Top of Data to examine

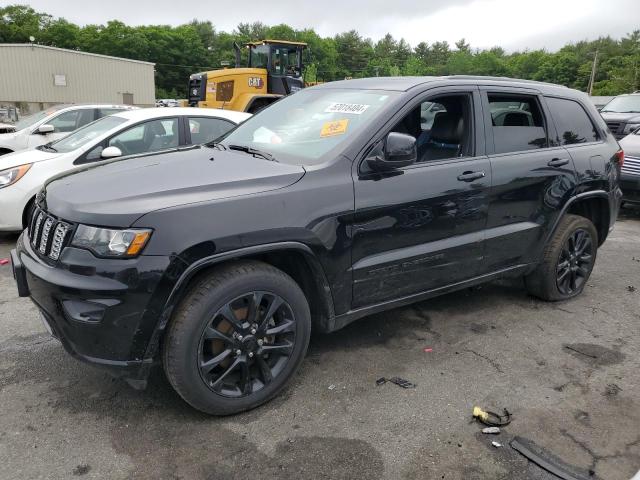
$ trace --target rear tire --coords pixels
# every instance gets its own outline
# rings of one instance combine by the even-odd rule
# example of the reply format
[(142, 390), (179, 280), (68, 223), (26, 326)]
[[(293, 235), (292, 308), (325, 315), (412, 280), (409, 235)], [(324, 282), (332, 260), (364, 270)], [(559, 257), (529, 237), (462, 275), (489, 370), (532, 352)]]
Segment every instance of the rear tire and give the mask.
[(542, 300), (559, 301), (584, 289), (598, 250), (598, 232), (587, 218), (565, 215), (547, 244), (541, 263), (525, 277), (527, 291)]
[(165, 334), (164, 370), (194, 408), (242, 412), (283, 389), (310, 333), (307, 299), (291, 277), (262, 262), (234, 262), (199, 280), (182, 300)]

Bottom of Data to examine

**Assignment:** Copy out all the data above exactly, pictures excluded.

**Task answer:**
$ trace --target rear tire --coords pixels
# every instance gets its own outline
# rings of one instance combine by the even-odd rule
# example of the reply format
[(142, 390), (179, 280), (68, 223), (26, 326)]
[[(293, 235), (292, 308), (325, 315), (412, 280), (409, 235)], [(324, 282), (332, 260), (364, 270)], [(559, 257), (529, 237), (462, 275), (489, 370), (532, 352)]]
Segment every instance of the rear tire and give the mask.
[(542, 300), (559, 301), (584, 289), (598, 250), (598, 232), (587, 218), (565, 215), (547, 244), (541, 263), (525, 277), (527, 291)]
[(165, 334), (164, 370), (194, 408), (242, 412), (283, 389), (310, 333), (307, 299), (291, 277), (262, 262), (234, 262), (199, 280), (182, 300)]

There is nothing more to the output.